Construct a map/reduce configuration.

config - a Configuration-format XML job description file.
Method Detail


public String getJar()
Get the user jar for the map-reduce job.

the user jar for the map-reduce job.


public void setJar(String jar)
Set the user jar for the map-reduce job.

jar - the user jar for the map-reduce job.


public void setJarByClass(Class cls)
Set the job's jar file by finding an example class location.

cls - the example class.


public Path getSystemDir()
Get the system directory where job-specific files are to be placed.

the system directory where job-specific files are to be placed.


public String[] getLocalDirs()
                      throws IOException


public void deleteLocalFiles()
                      throws IOException


public void deleteLocalFiles(String subdir)
                      throws IOException


public Path getLocalPath(String pathString)
                  throws IOException
Constructs a local file name. Files are distributed among configured local directories.



public void setInputPath(Path dir)
Set the Path of the input directory for the map-reduce job.

dir - the Path of the input directory for the map-reduce job.


public void addInputPath(Path dir)
Add a Path to the list of inputs for the map-reduce job.

dir - Path to be added to the list of inputs for the map-reduce job.


public Path[] getInputPaths()
Get the list of input Paths for the map-reduce job.

the list of input Paths for the map-reduce job.


public String getUser()
Get the reported username for this job.

the username


public void setUser(String user)
Set the reported username for this job.

user - the username for this job.


public void setKeepFailedTaskFiles(boolean keep)
Set whether the framework should keep the intermediate files for failed tasks.

keep - true if framework should keep the intermediate files for failed tasks, false otherwise.


public boolean getKeepFailedTaskFiles()
Should the temporary files for failed tasks be kept?

should the files be kept?


public void setKeepTaskFilesPattern(String pattern)
Set a regular expression for task names that should be kept. The regular expression ".*_m_000123_0" would keep the files for the first instance of map 123 that ran.

pattern - the java.util.regex.Pattern to match against the task names.


public String getKeepTaskFilesPattern()
Get the regular expression that is matched against the task names to see if we need to keep the files.

the pattern as a string, if it was set, othewise null.


public void setWorkingDirectory(Path dir)
Set the current working directory for the default file system.

dir - the new current working directory.


public Path getWorkingDirectory()
Get the current working directory for the default file system.

the directory name.


public Path getOutputPath()
Get the Path to the output directory for the map-reduce job.

> _WHAT TO WORK ON_
1. According to the map/reduce configuration excerpt, how does setJarByClass determine the job's jar file?
2. Please write out the map/reduce configuration excerpt from "public void setKeepTaskFilesPattern(String pattern)" to "public void setWorkingDirectory(Path dir)", switching "task names" to "task identifiers".
The records that follow can be ignored.

> _RECORDS SUPPLIED_
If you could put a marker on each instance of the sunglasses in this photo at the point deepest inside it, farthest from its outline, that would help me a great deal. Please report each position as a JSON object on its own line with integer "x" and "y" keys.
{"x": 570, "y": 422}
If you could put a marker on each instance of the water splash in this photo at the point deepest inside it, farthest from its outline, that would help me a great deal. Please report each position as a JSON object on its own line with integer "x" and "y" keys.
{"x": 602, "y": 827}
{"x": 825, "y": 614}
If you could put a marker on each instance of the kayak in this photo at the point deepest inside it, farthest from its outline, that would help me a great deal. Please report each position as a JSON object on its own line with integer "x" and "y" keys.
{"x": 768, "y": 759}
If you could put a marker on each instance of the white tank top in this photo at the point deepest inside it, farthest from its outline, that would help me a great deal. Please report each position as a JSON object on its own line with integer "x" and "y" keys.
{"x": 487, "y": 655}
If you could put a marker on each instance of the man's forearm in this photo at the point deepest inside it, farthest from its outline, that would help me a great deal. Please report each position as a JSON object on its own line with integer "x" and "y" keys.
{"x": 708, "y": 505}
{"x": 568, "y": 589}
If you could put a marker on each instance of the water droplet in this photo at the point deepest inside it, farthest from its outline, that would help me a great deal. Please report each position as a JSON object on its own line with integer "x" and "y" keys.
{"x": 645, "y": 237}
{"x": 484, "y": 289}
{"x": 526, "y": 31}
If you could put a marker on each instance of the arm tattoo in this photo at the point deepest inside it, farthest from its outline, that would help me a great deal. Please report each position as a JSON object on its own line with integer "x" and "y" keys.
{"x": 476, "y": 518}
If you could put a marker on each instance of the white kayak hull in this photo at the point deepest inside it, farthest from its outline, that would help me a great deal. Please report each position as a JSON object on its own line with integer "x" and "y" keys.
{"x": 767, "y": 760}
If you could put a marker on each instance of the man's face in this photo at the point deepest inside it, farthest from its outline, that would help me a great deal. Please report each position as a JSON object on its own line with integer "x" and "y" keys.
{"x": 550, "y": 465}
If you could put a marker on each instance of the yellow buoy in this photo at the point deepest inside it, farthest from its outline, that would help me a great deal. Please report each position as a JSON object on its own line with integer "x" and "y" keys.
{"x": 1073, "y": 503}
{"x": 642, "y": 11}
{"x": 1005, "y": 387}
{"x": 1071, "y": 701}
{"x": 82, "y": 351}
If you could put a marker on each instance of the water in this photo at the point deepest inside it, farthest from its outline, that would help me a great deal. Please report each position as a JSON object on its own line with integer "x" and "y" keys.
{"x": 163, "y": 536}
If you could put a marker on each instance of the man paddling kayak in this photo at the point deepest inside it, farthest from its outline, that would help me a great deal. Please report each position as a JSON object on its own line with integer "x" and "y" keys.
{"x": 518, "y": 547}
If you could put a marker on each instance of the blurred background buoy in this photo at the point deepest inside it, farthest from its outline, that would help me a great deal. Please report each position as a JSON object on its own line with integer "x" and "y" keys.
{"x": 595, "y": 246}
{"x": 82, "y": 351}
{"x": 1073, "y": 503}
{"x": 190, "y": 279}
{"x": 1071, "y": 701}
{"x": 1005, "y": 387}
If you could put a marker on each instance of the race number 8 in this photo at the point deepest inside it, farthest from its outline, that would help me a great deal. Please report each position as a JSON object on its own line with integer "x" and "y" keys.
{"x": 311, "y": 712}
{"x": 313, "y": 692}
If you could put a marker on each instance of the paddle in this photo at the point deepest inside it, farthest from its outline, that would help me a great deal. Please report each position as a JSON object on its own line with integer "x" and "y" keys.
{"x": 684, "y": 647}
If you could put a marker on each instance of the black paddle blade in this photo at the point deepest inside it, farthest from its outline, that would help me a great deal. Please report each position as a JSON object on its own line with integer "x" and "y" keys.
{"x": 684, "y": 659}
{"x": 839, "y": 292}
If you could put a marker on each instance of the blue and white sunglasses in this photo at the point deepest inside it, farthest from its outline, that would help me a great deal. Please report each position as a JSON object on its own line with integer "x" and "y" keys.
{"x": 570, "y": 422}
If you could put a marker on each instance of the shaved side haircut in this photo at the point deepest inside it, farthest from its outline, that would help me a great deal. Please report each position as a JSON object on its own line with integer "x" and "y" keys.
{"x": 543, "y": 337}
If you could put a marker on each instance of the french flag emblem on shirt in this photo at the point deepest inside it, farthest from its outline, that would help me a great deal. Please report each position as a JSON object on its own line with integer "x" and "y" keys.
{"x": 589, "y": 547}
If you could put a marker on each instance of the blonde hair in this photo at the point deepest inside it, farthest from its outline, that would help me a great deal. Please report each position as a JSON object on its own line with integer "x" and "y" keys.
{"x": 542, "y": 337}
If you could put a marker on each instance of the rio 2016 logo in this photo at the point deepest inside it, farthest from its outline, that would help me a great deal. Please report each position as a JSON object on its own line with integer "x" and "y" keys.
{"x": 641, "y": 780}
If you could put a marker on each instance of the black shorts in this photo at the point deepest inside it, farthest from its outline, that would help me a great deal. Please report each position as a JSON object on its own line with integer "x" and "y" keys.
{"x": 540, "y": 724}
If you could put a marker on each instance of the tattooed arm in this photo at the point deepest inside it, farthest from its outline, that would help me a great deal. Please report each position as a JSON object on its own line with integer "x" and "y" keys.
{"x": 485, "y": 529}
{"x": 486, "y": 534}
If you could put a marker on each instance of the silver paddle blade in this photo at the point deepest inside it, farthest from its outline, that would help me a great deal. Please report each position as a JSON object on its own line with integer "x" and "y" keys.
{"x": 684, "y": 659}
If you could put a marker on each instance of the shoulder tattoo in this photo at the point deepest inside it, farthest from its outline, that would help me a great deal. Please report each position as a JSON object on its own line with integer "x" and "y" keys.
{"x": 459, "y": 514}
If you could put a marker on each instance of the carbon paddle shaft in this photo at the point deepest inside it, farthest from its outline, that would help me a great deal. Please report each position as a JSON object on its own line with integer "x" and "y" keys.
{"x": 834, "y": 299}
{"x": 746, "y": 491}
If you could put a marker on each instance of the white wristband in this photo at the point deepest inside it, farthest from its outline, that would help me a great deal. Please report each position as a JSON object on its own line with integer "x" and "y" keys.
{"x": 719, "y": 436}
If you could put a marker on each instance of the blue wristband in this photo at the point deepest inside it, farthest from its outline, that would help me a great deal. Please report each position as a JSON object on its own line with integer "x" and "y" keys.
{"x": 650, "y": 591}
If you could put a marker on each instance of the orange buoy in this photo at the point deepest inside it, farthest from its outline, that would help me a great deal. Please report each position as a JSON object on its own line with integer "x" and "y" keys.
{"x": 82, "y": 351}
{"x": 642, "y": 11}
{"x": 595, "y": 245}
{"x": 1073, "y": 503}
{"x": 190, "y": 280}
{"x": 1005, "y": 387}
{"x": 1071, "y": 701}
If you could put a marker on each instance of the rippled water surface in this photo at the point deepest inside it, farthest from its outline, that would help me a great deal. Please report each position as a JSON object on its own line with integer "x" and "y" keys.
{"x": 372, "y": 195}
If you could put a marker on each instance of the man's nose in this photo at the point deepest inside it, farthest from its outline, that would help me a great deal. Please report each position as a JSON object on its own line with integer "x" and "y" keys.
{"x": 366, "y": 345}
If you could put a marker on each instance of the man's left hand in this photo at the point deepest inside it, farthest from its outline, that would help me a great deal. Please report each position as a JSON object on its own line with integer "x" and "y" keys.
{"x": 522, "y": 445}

> _OUTPUTS_
1. It finds an example class location.

2.
public void setKeepTaskFilesPattern(String pattern)
Set a regular expression for task identifiers that should be kept. The regular expression ".*_m_000123_0" would keep the files for the first instance of map 123 that ran.

pattern - the java.util.regex.Pattern to match against the task identifiers.


public String getKeepTaskFilesPattern()
Get the regular expression that is matched against the task identifiers to see if we need to keep the files.

the pattern as a string, if it was set, othewise null.


public void setWorkingDirectory(Path dir)